> _Problem to solve_
Set down all of the data that follows, keeping every character.

> _Records for this task_
BEGIN

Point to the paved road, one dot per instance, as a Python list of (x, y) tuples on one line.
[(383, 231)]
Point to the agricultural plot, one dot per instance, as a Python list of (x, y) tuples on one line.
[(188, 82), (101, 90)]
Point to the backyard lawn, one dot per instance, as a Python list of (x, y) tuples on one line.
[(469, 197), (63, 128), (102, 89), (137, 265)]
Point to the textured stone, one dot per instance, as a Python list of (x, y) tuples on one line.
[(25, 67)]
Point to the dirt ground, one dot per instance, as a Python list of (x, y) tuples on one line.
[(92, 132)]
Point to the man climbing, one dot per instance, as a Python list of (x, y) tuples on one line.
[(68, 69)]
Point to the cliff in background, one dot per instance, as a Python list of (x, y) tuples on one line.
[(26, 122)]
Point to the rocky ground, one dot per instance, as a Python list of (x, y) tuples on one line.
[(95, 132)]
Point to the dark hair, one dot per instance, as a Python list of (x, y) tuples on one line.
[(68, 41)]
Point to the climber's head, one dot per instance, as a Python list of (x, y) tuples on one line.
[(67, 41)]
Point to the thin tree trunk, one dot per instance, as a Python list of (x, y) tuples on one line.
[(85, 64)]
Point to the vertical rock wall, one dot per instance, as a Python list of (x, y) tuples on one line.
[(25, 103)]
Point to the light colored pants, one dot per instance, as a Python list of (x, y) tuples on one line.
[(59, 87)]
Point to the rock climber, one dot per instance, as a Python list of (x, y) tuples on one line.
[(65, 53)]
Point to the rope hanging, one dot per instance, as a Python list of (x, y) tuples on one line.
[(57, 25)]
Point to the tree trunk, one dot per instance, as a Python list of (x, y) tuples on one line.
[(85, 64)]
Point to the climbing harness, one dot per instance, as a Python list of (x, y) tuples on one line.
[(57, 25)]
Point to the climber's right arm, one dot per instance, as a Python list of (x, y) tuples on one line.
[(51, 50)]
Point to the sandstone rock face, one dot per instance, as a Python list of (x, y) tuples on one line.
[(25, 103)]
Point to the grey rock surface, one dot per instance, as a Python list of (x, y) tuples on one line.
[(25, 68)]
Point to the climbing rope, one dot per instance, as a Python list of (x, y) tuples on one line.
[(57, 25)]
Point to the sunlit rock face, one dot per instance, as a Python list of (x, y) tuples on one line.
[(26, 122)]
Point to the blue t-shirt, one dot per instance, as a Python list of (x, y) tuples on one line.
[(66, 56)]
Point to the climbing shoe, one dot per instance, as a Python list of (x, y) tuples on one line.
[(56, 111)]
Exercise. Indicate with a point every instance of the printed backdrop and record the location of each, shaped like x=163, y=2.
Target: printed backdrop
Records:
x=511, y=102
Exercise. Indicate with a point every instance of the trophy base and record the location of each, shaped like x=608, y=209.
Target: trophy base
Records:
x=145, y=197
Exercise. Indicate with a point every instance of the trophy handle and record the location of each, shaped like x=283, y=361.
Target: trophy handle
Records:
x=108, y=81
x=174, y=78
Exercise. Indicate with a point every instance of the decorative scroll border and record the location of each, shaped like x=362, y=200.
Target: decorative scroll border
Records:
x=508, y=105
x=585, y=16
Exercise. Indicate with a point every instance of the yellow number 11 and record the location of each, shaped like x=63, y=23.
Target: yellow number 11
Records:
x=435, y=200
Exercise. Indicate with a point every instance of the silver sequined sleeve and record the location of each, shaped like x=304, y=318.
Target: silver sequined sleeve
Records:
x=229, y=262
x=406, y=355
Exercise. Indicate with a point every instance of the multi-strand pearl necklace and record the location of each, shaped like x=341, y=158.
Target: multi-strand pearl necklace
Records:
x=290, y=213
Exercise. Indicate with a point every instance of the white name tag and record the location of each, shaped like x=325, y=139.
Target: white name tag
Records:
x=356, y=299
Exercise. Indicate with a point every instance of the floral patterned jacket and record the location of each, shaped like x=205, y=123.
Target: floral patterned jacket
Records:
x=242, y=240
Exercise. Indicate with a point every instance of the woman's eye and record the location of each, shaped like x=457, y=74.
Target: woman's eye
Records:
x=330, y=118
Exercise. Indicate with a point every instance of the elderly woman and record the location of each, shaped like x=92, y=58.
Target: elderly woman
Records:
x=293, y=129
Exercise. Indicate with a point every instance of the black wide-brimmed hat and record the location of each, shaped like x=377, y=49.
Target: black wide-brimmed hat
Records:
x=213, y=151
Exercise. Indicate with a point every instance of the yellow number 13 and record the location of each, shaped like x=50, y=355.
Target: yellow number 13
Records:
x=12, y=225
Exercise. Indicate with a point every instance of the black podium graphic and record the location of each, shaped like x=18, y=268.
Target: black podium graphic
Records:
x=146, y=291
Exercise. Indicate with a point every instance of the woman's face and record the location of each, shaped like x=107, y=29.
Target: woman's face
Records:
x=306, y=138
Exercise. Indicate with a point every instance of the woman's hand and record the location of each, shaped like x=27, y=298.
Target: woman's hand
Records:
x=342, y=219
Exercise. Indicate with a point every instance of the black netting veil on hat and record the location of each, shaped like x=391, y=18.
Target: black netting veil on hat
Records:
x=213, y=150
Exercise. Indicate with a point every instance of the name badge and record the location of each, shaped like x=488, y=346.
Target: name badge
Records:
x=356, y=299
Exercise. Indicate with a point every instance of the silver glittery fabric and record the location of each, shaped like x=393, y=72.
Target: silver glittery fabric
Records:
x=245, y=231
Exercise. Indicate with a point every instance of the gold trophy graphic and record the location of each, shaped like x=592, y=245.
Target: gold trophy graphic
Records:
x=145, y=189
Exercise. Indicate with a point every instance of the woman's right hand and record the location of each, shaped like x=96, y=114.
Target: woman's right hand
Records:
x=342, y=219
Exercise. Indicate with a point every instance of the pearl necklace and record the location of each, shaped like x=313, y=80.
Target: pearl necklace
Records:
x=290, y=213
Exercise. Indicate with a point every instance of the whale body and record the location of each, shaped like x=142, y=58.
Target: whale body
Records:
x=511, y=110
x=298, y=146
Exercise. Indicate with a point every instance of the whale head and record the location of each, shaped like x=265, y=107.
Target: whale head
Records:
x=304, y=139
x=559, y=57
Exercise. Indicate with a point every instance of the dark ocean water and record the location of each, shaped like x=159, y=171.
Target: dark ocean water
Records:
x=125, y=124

END

> _Reply to the task_
Point to the paved road, one dot per instance, as a Python list of (x, y) tuples on one line.
[(383, 231)]
Point to the agricultural plot, one dot per instance, as a Python list of (x, y) tuples on one line.
[(188, 82), (101, 90)]
Point to the backyard lawn, one dot per instance, as a Python list of (x, y) tuples on one line.
[(469, 197), (63, 128), (102, 89), (137, 265)]
Point to the textured stone, one dot per instance, as a Python list of (x, y) tuples on one line.
[(25, 67)]
Point to the dirt ground, one dot per instance, as a Python list of (x, y) tuples on one line.
[(92, 132)]
Point to the man climbing, one dot per instance, as a Python list of (x, y) tuples on one line.
[(68, 69)]
Point to the cliff in background, one dot per instance, as a Python list of (x, y) tuples on one line.
[(26, 122)]
Point to the rocky ground, one dot per instance, as a Python list of (x, y) tuples on one line.
[(95, 132)]
Point to the dark hair, one dot per instance, as a Python list of (x, y) tuples on one line.
[(68, 41)]
Point to the climber's head, one dot per instance, as a Python list of (x, y) tuples on one line.
[(67, 41)]
Point to the thin tree trunk, one dot per instance, as a Python list of (x, y) tuples on one line.
[(85, 64)]
Point to the vertical rock wall, one dot per instance, as a Python list of (x, y) tuples on one line.
[(25, 103)]
Point to the light colored pants, one dot per instance, as a Python list of (x, y) tuples on one line.
[(59, 87)]
Point to the rock climber, one dot per instance, as a Python list of (x, y) tuples on one line.
[(65, 53)]
Point to the rope hanging, one dot per instance, as a Python list of (x, y) tuples on one line.
[(57, 25)]
Point to the tree trunk, one dot per instance, as a Python list of (x, y) tuples on one line.
[(85, 64)]
Point to the climbing harness, one dot per instance, as a Python list of (x, y) tuples on one line.
[(57, 25)]
Point to the climber's right arm, one dot per instance, as a Python list of (x, y) tuples on one line.
[(51, 50)]
Point to the sandstone rock face, one dot per instance, as a Python list of (x, y) tuples on one line.
[(25, 103)]
Point to the grey rock surface, one dot per instance, as a Python list of (x, y) tuples on one line.
[(25, 68)]
Point to the climbing rope, one dot per instance, as a Python list of (x, y) tuples on one line.
[(57, 25)]
Point to the sunlit rock face, one dot per instance, as a Python list of (x, y) tuples on one line.
[(26, 122)]
Point to the blue t-shirt, one dot per instance, as a Python list of (x, y) tuples on one line.
[(66, 56)]
Point to the climbing shoe, one dot per instance, as a Python list of (x, y) tuples on one line.
[(56, 111)]
Exercise. Indicate with a point every instance of the printed backdrop and record the location of each, shaped like x=163, y=2.
Target: printed backdrop
Records:
x=511, y=102
Exercise. Indicate with a point every instance of the trophy base and record the location of each, shaped like x=608, y=209.
Target: trophy base
Records:
x=145, y=197
Exercise. Indicate with a point every instance of the trophy handle and record the location of each, shaped like x=283, y=361.
Target: trophy handle
Records:
x=108, y=81
x=174, y=78
Exercise. Indicate with a point every instance of the decorative scroll border and record the location of each, shaped like x=362, y=200.
Target: decorative scroll border
Records:
x=508, y=105
x=585, y=16
Exercise. Indicate with a point every instance of the yellow number 11 and record the location of each, shaped like x=63, y=23.
Target: yellow number 11
Records:
x=435, y=200
Exercise. Indicate with a point every instance of the silver sequined sleeve and record the location of each, shaped like x=304, y=318.
Target: silver sequined sleeve
Records:
x=229, y=262
x=406, y=355
Exercise. Indicate with a point every instance of the multi-strand pearl necklace and record the location of each, shaped like x=341, y=158.
Target: multi-strand pearl necklace
Records:
x=290, y=213
Exercise. Indicate with a point every instance of the white name tag and record the location of each, shaped like x=325, y=139.
Target: white name tag
Records:
x=356, y=299
Exercise. Indicate with a point every instance of the floral patterned jacket and record the location of each, shaped like x=205, y=123.
Target: floral patterned jacket
Records:
x=242, y=240
Exercise. Indicate with a point every instance of the woman's eye and record the location of each, shaped like x=457, y=74.
Target: woman's eye
Records:
x=330, y=118
Exercise. Indicate with a point every instance of the elderly woman and record the location of each, shaped like x=92, y=58.
Target: elderly woman
Records:
x=293, y=129
Exercise. Indicate with a point every instance of the black wide-brimmed hat and record the location of each, shaped like x=377, y=49.
Target: black wide-brimmed hat
Records:
x=213, y=151
Exercise. Indicate with a point every instance of the yellow number 13 and record the location of each, shaped like x=50, y=355.
Target: yellow number 13
Records:
x=12, y=225
Exercise. Indicate with a point every instance of the black podium graphic and record the location of each, shaped like x=18, y=268.
Target: black podium graphic
Records:
x=146, y=291
Exercise. Indicate with a point every instance of the woman's face and record the location of each, shaped like x=107, y=29.
Target: woman's face
Records:
x=306, y=138
Exercise. Indicate with a point every instance of the woman's hand and record the location of each, shaped like x=27, y=298.
Target: woman's hand
Records:
x=342, y=219
Exercise. Indicate with a point every instance of the black netting veil on hat and record the location of each, shaped like x=391, y=18.
Target: black netting veil on hat
Records:
x=213, y=150
Exercise. Indicate with a point every instance of the name badge and record the location of each, shaped like x=488, y=346.
Target: name badge
Records:
x=356, y=299
Exercise. Indicate with a point every instance of the silver glittery fabric and record the location of each, shaped like x=393, y=72.
Target: silver glittery fabric
Records:
x=245, y=231
Exercise. Indicate with a point every instance of the gold trophy graphic and record the location of each, shaped like x=592, y=245.
Target: gold trophy graphic
Records:
x=145, y=189
Exercise. Indicate with a point every instance of the woman's right hand and record the location of each, shaped like x=96, y=114.
Target: woman's right hand
Records:
x=342, y=219
Exercise. Indicate with a point every instance of the pearl necklace and record the location of each, shaped like x=313, y=80.
Target: pearl necklace
Records:
x=290, y=213
Exercise. Indicate with a point every instance of the whale body and record the location of each, shaped like x=142, y=58.
Target: whale body
Records:
x=511, y=110
x=298, y=146
Exercise. Indicate with a point every instance of the whale head and record the location of each, shaped like x=265, y=107.
Target: whale head
Records:
x=304, y=139
x=559, y=57
Exercise. Indicate with a point every instance of the dark ocean water and record the location of each, shaped like x=159, y=171.
Target: dark ocean water
Records:
x=125, y=124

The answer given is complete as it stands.